- Aim of the task -
Reproduce the material from the line containing "q: blue fabric mat" through the end of the material, both ends included, keeping every request line unchanged. In the answers, multiply each bounding-box coordinate by 0.35 and round to a whole number, with halves rounded up, and output only those lines.

- Items -

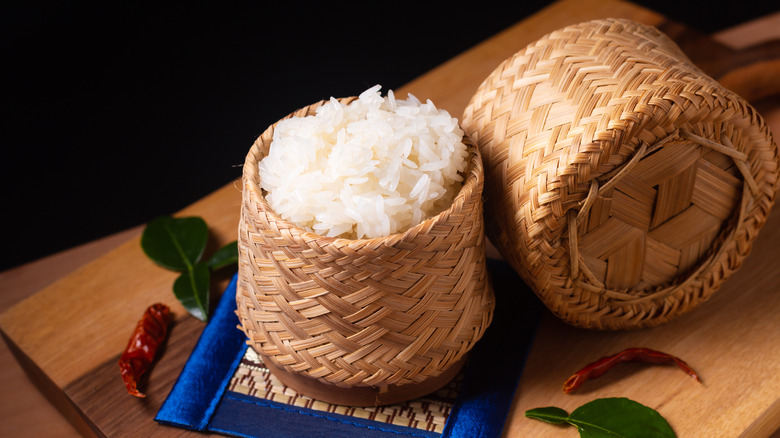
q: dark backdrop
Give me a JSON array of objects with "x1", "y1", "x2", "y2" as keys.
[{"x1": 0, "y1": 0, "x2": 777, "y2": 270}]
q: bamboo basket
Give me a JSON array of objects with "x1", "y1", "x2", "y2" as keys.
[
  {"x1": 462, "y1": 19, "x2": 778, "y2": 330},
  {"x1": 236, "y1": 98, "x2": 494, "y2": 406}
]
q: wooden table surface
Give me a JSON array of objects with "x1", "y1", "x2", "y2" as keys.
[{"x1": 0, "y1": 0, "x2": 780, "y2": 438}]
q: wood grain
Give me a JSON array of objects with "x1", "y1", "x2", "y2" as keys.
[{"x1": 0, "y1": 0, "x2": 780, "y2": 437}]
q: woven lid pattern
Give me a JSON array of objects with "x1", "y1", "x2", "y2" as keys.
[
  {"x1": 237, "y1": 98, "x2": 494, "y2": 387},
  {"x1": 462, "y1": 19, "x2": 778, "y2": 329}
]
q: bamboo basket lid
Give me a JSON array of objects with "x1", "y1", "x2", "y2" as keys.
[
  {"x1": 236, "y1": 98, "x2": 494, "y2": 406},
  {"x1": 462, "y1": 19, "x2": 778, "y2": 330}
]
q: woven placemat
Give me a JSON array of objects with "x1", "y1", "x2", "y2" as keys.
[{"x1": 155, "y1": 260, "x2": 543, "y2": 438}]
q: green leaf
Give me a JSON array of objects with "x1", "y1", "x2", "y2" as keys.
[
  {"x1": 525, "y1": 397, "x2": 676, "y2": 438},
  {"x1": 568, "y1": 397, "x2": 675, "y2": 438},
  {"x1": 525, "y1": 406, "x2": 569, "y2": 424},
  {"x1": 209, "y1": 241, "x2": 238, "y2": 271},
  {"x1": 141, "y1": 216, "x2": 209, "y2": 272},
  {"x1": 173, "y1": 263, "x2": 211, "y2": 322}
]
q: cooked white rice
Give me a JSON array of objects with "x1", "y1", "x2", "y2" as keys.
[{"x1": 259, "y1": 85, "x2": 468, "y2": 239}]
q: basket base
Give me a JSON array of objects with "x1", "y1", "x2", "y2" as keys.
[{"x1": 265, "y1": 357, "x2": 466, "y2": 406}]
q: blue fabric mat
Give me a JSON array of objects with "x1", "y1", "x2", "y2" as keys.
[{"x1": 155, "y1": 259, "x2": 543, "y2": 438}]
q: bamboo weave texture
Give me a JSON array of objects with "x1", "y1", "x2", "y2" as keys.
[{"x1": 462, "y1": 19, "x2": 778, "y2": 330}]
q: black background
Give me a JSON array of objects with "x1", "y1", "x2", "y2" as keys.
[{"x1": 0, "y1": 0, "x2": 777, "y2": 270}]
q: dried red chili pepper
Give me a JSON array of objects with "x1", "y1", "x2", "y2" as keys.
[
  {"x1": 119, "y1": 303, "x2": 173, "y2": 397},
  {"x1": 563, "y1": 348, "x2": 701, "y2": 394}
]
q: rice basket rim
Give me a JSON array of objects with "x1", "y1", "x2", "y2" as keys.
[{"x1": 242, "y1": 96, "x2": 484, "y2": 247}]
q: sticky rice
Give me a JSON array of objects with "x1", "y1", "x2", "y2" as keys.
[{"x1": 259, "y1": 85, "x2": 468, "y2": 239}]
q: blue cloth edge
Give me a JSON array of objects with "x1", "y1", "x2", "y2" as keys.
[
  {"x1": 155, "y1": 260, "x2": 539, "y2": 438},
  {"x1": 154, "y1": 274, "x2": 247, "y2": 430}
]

- Result of this task -
q: blue fabric mat
Give me a JSON array of objects with "x1", "y1", "x2", "y2" as keys.
[{"x1": 54, "y1": 91, "x2": 190, "y2": 153}]
q: bamboo weave texture
Give me a JSON array of objects with "x1", "y1", "x2", "y2" as keys.
[{"x1": 162, "y1": 7, "x2": 272, "y2": 116}]
q: black background
Give me a JSON array of objects with "x1", "y1", "x2", "y2" as keys.
[{"x1": 0, "y1": 0, "x2": 272, "y2": 95}]
q: dried red chili pepper
Give me a JSON array of objects with "x1", "y1", "x2", "y2" as keys.
[
  {"x1": 42, "y1": 106, "x2": 61, "y2": 139},
  {"x1": 197, "y1": 122, "x2": 245, "y2": 138}
]
q: rice basket rim
Give me a JSON array of objects with "x1", "y1", "x2", "y2" as keys.
[{"x1": 85, "y1": 34, "x2": 169, "y2": 86}]
q: sticky rice
Give me a JSON array of objects with "x1", "y1", "x2", "y2" as keys.
[{"x1": 91, "y1": 30, "x2": 164, "y2": 84}]
q: blue cloth edge
Give me a JSON array of objects with "x1", "y1", "x2", "y2" as keys.
[
  {"x1": 54, "y1": 91, "x2": 189, "y2": 153},
  {"x1": 54, "y1": 96, "x2": 86, "y2": 151}
]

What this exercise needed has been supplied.